- _AIM OF THE TASK_:
Your task is to transcribe, word for word, the line containing "Query: green football jersey" and all lines that follow it to the end of the entries. Leave out the pictures.
[Opening EXTRACTED MATERIAL section]
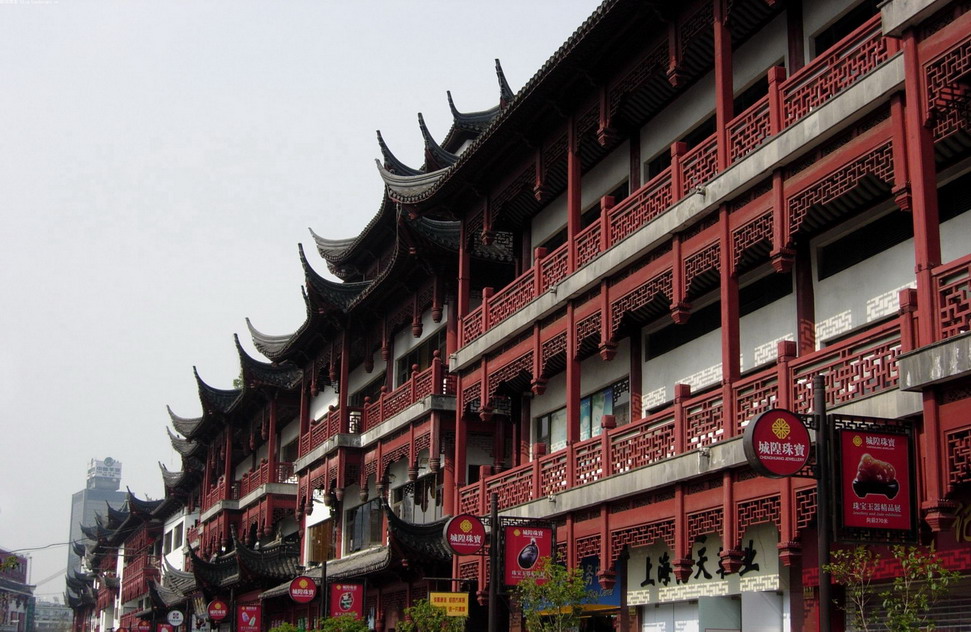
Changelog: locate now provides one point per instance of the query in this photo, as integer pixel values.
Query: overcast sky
(159, 164)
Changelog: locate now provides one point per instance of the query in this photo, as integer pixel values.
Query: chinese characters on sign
(347, 599)
(525, 546)
(777, 443)
(875, 480)
(455, 604)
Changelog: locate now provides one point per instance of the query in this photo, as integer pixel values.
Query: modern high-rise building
(100, 490)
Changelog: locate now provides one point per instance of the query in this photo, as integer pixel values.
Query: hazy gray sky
(159, 163)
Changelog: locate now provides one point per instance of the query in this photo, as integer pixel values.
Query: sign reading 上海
(525, 546)
(347, 599)
(217, 610)
(777, 443)
(874, 479)
(303, 589)
(464, 534)
(455, 604)
(248, 618)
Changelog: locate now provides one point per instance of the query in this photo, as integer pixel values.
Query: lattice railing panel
(877, 163)
(642, 535)
(953, 284)
(703, 421)
(853, 369)
(648, 202)
(700, 165)
(512, 488)
(755, 396)
(511, 298)
(835, 70)
(641, 445)
(958, 445)
(704, 522)
(588, 244)
(759, 510)
(473, 325)
(589, 461)
(552, 474)
(748, 130)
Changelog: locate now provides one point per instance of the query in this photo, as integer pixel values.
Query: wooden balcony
(789, 101)
(863, 365)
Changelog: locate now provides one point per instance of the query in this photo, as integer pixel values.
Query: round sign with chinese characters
(217, 610)
(777, 443)
(175, 618)
(303, 589)
(464, 534)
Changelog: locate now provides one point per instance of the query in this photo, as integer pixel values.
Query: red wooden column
(938, 512)
(730, 329)
(272, 441)
(724, 90)
(573, 175)
(345, 374)
(572, 391)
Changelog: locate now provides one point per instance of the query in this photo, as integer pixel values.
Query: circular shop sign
(464, 534)
(777, 443)
(303, 589)
(217, 610)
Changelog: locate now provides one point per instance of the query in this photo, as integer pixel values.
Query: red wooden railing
(860, 366)
(134, 581)
(952, 288)
(787, 102)
(432, 381)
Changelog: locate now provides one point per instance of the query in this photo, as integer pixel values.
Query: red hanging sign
(248, 618)
(217, 610)
(525, 546)
(464, 534)
(875, 480)
(347, 599)
(777, 443)
(303, 589)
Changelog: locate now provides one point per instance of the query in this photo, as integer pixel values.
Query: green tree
(906, 602)
(552, 600)
(343, 623)
(424, 617)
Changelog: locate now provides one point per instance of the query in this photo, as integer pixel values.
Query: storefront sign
(525, 546)
(347, 599)
(455, 604)
(217, 610)
(303, 589)
(777, 443)
(874, 478)
(248, 618)
(464, 534)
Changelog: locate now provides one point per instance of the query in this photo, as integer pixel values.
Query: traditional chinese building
(580, 300)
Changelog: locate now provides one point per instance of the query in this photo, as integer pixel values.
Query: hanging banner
(303, 589)
(217, 610)
(454, 604)
(776, 443)
(347, 599)
(875, 480)
(464, 534)
(525, 546)
(248, 618)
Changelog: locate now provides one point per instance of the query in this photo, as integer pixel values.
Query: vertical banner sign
(347, 599)
(525, 546)
(303, 589)
(248, 618)
(875, 480)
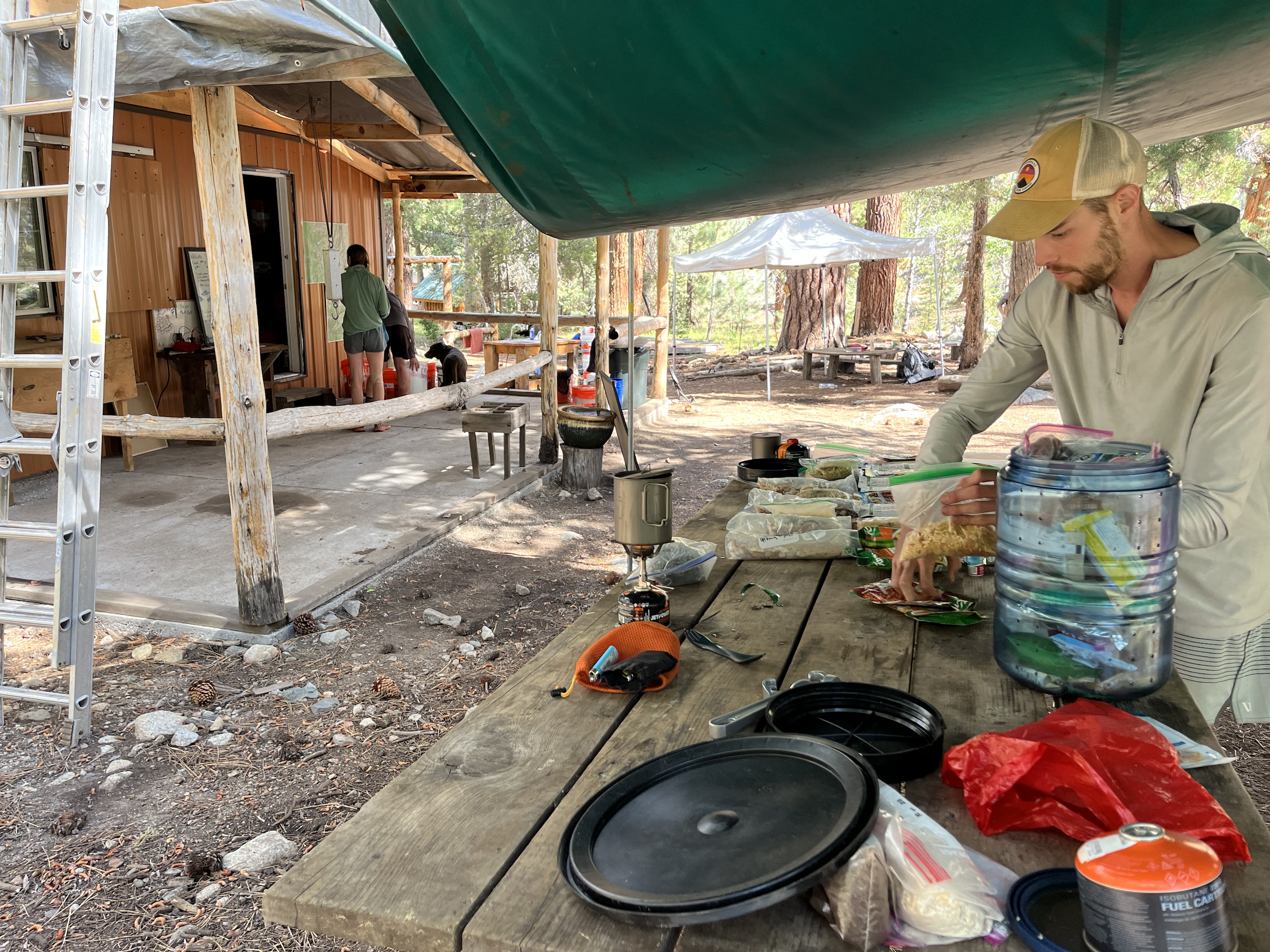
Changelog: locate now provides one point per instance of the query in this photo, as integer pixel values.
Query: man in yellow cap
(1155, 326)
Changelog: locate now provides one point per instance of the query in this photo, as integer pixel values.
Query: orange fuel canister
(1147, 890)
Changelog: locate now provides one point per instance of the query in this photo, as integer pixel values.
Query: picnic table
(460, 849)
(834, 357)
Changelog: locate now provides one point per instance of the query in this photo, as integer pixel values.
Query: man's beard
(1091, 277)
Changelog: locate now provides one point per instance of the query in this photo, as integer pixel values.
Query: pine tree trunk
(972, 333)
(803, 326)
(1023, 270)
(875, 287)
(1256, 209)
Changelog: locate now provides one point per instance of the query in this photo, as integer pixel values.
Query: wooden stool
(496, 418)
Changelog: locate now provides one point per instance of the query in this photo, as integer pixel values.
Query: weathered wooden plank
(238, 348)
(856, 642)
(531, 909)
(411, 867)
(549, 287)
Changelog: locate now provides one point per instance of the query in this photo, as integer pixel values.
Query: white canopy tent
(808, 239)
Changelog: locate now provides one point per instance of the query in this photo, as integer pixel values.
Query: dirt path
(131, 875)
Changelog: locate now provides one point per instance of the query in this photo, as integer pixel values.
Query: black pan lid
(719, 829)
(1044, 910)
(898, 734)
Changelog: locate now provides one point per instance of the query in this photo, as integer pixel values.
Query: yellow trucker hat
(1072, 162)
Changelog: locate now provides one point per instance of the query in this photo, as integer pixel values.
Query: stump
(582, 469)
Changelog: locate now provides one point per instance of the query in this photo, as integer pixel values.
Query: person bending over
(366, 305)
(1156, 326)
(454, 365)
(401, 350)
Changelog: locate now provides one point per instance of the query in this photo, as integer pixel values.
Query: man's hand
(902, 573)
(975, 499)
(973, 502)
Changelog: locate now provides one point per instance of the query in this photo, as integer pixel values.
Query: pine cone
(202, 693)
(304, 624)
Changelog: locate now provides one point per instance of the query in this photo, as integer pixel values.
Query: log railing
(300, 419)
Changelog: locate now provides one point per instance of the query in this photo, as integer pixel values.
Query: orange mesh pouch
(630, 640)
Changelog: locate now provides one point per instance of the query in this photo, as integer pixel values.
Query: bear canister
(1147, 890)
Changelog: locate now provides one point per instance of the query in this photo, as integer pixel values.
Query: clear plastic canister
(1086, 570)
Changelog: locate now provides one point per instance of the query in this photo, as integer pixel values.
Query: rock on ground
(260, 654)
(260, 853)
(155, 724)
(115, 780)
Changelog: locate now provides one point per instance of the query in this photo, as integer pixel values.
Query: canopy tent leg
(603, 311)
(663, 307)
(767, 337)
(939, 325)
(549, 286)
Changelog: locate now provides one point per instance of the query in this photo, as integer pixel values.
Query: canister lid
(1145, 857)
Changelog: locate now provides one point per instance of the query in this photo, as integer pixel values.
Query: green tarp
(601, 116)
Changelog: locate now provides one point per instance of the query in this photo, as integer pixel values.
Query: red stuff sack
(1086, 769)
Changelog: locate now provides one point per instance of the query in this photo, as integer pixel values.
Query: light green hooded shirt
(1191, 370)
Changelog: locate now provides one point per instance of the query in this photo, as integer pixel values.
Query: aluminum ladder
(77, 441)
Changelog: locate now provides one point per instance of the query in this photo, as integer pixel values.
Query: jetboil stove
(642, 511)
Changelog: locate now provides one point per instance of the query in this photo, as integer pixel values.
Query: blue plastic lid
(1044, 910)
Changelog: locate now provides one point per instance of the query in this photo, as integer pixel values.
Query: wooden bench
(836, 357)
(460, 849)
(303, 397)
(491, 419)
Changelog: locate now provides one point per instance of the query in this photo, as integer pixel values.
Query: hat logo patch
(1028, 176)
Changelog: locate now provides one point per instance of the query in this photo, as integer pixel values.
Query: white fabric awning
(801, 240)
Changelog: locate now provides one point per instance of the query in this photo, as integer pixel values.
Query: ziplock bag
(936, 887)
(1086, 769)
(931, 534)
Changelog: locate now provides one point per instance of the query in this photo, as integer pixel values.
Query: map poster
(315, 248)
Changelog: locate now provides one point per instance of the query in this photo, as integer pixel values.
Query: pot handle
(666, 503)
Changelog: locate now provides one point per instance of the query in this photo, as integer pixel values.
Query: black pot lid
(898, 734)
(1044, 910)
(719, 829)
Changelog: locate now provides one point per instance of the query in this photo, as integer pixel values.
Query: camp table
(460, 849)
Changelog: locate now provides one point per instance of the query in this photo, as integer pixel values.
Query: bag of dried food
(931, 534)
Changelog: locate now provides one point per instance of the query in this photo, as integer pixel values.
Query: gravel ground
(85, 862)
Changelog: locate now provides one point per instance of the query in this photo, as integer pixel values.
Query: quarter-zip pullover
(1192, 370)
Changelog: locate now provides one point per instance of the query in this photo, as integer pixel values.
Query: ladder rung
(26, 614)
(36, 192)
(44, 697)
(40, 25)
(41, 107)
(40, 446)
(32, 362)
(31, 277)
(28, 531)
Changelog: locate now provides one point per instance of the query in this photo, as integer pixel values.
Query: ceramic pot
(585, 427)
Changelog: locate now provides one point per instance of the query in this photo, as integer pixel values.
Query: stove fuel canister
(1147, 890)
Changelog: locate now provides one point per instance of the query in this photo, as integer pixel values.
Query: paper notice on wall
(334, 322)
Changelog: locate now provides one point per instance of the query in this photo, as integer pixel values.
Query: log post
(549, 286)
(661, 339)
(399, 248)
(603, 311)
(238, 352)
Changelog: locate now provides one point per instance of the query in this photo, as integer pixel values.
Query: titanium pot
(585, 427)
(762, 446)
(642, 507)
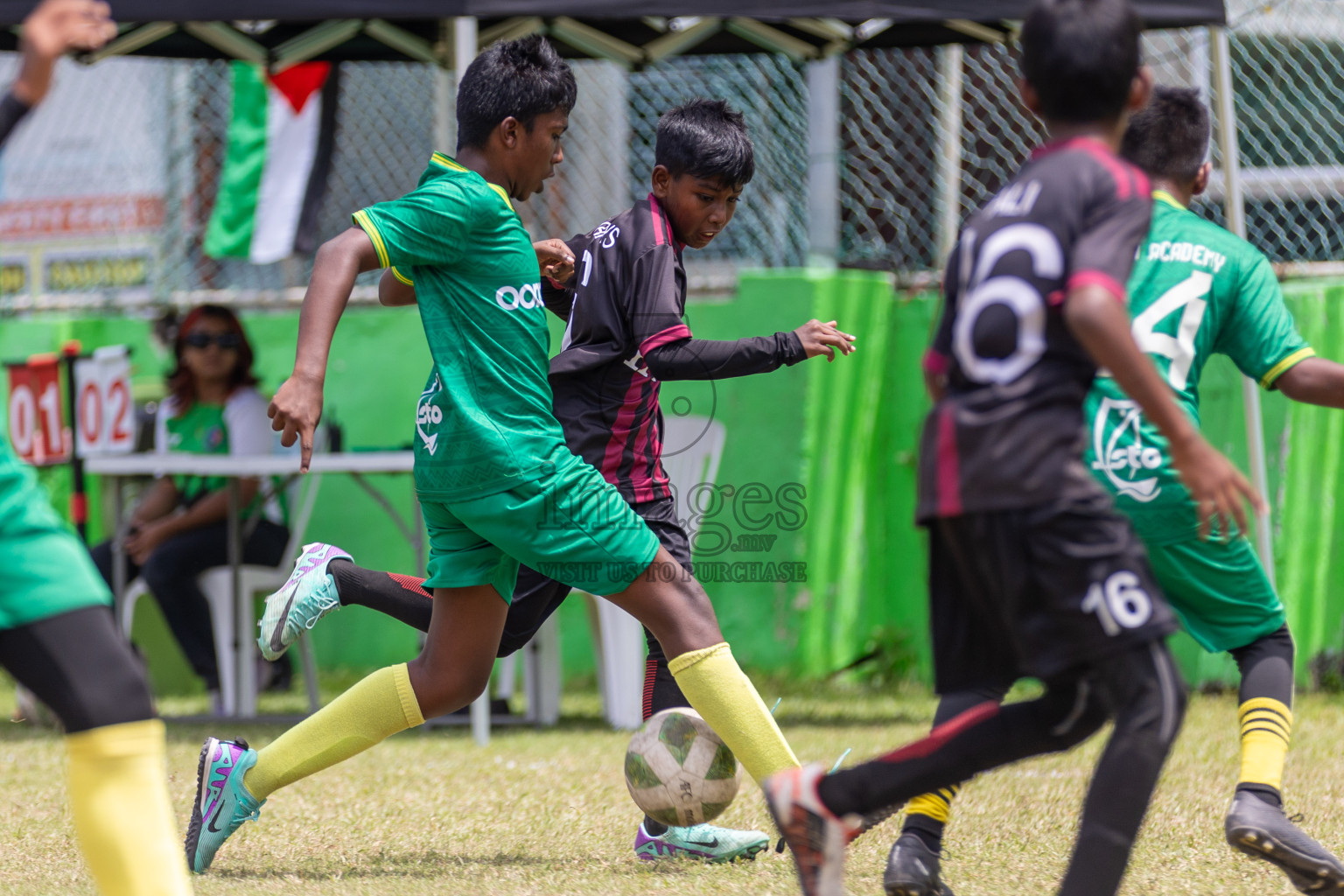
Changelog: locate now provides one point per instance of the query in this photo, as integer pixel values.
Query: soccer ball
(679, 771)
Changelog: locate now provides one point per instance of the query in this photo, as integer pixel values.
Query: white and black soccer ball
(679, 771)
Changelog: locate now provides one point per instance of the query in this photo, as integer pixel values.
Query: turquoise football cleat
(706, 843)
(306, 597)
(222, 800)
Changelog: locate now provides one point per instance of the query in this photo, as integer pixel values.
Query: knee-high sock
(1265, 715)
(727, 700)
(374, 710)
(118, 797)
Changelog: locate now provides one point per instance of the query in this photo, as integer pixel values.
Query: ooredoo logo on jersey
(515, 298)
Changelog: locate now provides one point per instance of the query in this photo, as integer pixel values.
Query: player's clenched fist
(57, 27)
(824, 339)
(556, 260)
(295, 413)
(52, 30)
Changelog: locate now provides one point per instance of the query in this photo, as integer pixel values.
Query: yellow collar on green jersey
(440, 158)
(1163, 196)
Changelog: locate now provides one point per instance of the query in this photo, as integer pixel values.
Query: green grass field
(546, 812)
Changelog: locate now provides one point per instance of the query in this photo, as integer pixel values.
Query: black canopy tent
(639, 32)
(634, 32)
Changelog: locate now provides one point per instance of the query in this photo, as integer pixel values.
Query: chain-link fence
(105, 195)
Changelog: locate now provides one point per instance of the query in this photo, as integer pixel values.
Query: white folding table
(354, 464)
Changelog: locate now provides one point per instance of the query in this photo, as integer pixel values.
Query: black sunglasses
(222, 340)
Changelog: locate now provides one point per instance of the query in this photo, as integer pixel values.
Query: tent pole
(444, 93)
(458, 35)
(1234, 205)
(824, 161)
(949, 148)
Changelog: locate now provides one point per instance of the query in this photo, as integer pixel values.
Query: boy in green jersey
(57, 633)
(1196, 290)
(496, 482)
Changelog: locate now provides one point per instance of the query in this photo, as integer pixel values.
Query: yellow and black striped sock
(928, 815)
(1266, 727)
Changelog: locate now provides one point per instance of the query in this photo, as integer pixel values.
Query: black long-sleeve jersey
(626, 333)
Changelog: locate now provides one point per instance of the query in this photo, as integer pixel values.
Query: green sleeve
(426, 226)
(1260, 336)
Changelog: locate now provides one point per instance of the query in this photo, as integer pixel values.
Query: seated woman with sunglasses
(178, 531)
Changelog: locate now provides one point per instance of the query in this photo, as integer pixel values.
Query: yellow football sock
(724, 697)
(935, 805)
(118, 797)
(1266, 731)
(370, 712)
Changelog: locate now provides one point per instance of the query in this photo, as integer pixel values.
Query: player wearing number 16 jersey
(1198, 290)
(1031, 570)
(1195, 290)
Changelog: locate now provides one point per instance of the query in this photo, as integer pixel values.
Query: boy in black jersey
(624, 300)
(1031, 570)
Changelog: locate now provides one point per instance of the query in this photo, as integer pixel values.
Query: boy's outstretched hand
(295, 413)
(52, 30)
(824, 339)
(556, 260)
(1219, 489)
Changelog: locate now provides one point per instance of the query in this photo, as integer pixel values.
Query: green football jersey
(484, 421)
(1195, 290)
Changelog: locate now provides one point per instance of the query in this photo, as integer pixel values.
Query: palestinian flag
(280, 148)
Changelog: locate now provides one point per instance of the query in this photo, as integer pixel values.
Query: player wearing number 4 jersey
(1196, 290)
(1031, 570)
(1199, 290)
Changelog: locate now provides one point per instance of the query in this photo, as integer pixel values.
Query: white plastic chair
(695, 446)
(218, 586)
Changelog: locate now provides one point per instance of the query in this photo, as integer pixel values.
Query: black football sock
(660, 692)
(399, 597)
(660, 687)
(929, 830)
(928, 815)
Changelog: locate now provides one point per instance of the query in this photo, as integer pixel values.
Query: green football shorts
(569, 524)
(46, 570)
(1219, 590)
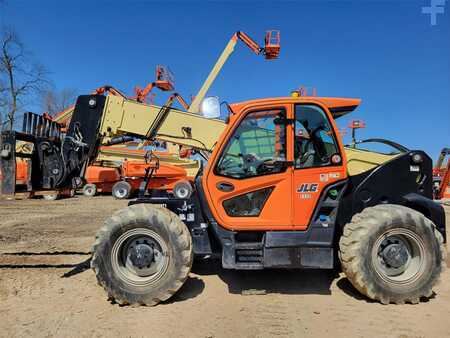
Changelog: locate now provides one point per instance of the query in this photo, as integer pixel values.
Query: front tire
(142, 255)
(392, 254)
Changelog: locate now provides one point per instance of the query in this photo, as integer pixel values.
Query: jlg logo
(308, 187)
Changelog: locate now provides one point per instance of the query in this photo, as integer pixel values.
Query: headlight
(92, 103)
(416, 158)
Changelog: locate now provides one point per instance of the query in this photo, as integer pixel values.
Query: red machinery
(441, 176)
(124, 181)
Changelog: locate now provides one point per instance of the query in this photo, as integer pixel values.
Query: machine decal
[Closing EXTRACTED MATERIAL section]
- _EXERCISE SOLUTION_:
Query: green football jersey
(484, 421)
(1195, 290)
Changelog: locate now provides one point per instance of the query in this photo, as integer pixel values.
Query: palestinian flag
(280, 148)
Changelog: locate now provides one point per instance of the query in this photo, as integer pixel values.
Query: player wearing number 4 jersey
(1196, 290)
(1031, 570)
(1199, 290)
Changelog: locate now provides one point per instance of the query in this photo, as integer pixel values.
Query: white plastic chair
(695, 446)
(218, 586)
Changelog: locate now provides one point per instance of the query in this photo, as integer pixel values.
Query: black football sock
(660, 692)
(399, 597)
(660, 687)
(929, 830)
(928, 815)
Changelog: locate now provides one point per instance of the query in this photo, as integer pixel values.
Query: green football shorts
(569, 524)
(46, 570)
(1219, 590)
Changelog: locate now provides one point per instance of the query in this photo, as integer pixel values.
Query: front tire
(142, 255)
(392, 254)
Changelog: locate now provides one point per instance of the query in this photo, as integer pixel values.
Query: jlg logo
(308, 187)
Changelog: locate now provides one point per instance of the query in this photo, as integer pixel values.
Query: headlight
(92, 103)
(416, 158)
Changelog: locate now provides one point per instance of the query in this photo, as integer pixel values.
Query: red machinery
(441, 176)
(124, 181)
Changelog: locate now provides one point per instance of the query in this photo, as integer pixel values.
Query: machine decal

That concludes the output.